Problem to work on: Can you print every record below exactly as written?
>> START
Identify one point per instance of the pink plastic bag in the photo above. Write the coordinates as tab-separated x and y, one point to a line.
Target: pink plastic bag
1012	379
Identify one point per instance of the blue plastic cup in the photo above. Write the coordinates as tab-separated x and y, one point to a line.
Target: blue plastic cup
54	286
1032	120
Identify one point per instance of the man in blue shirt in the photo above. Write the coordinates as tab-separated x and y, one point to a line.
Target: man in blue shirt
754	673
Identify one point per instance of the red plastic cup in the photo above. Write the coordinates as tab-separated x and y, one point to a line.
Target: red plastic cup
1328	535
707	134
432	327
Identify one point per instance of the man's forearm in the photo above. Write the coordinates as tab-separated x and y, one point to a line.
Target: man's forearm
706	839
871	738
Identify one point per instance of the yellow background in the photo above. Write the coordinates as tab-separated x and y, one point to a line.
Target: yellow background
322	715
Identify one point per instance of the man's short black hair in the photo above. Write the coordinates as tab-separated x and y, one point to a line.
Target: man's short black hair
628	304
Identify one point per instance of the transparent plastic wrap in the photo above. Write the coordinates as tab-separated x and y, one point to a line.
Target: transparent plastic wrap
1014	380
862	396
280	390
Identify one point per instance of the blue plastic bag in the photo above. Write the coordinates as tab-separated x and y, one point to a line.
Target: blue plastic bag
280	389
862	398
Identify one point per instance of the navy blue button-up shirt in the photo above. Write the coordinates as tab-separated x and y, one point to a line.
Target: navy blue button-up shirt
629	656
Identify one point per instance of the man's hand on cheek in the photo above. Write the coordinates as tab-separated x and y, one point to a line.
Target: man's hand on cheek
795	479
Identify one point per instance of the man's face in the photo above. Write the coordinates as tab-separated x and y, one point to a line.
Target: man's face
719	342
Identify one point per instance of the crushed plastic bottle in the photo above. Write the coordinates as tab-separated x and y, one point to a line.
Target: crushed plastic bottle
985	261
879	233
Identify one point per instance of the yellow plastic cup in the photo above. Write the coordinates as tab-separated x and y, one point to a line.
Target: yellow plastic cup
>> END
Exercise answer:
Identify one point per instance of the pink plastic bag in the photo above. Write the coordinates as tab-separated x and y, one point to a line.
Target: pink plastic bag
1012	379
Identify one point per instance of the blue plastic cup in the photo above. Write the coordinates as tab-separated x and y, one point to a line.
Target: blue plastic cup
54	286
1032	120
Identify one point per instance of the man in blue shirt in the photo above. Write the coordinates as tab-separated x and y, one point to a line.
Target: man in blue shirt
754	673
Identify one point per instance of the red plastic cup in the photo above. Write the coordinates as tab-separated x and y, one point to a line.
Target: red plastic cup
1328	535
707	134
432	327
Identify one point per instance of the man's forearm in the photo above. Write the coordinates as tab-separated x and y, one point to a line.
Target: man's forearm
706	839
871	738
Identify one point per instance of the yellow background in the photo above. Write the coordinates as tab-separated x and y, one point to a line.
Target: yellow background
322	715
Identify one point per instance of the man's short black hair in the photo above. Write the coordinates as tab-separated x and y, one point to a line.
Target: man's short black hair
628	304
Identify one point per instance of the transparent plastic wrap in the photo above. Write the coordinates as tab-separated x and y, one point to a line.
Target: transparent plastic wrap
1014	380
862	396
280	390
Identify one point per instance of the blue plastic bag in the photo above. Write the coordinates as tab-separated x and y, one point to a line.
Target: blue plastic bag
280	389
862	398
Identify one point per instance of the navy blue button-up shirt in the photo above. Write the coordinates as tab-separated x and y, one point to a line.
Target: navy blue button-up shirt
629	656
Identify one point per instance of the man's hand on cheek in the photo above. Write the coordinates as tab-separated x and y, one point to a line.
Target: man's hand on cheek
795	479
Identify one point per instance of the man's face in the photo above. Write the coordinates as tab-separated x and y, one point to a line.
Target: man's face
719	342
Identify one point per instance of the crushed plastic bottle in the photo above. Write the coordinates as tab-separated x and y, one point to a line.
Target: crushed plastic bottle
985	261
879	233
Identify one point per instance of the yellow plastic cup in the photo above. Write the coordinates as tab-separated x and y, one point to a line.
Target: yellow plastic cup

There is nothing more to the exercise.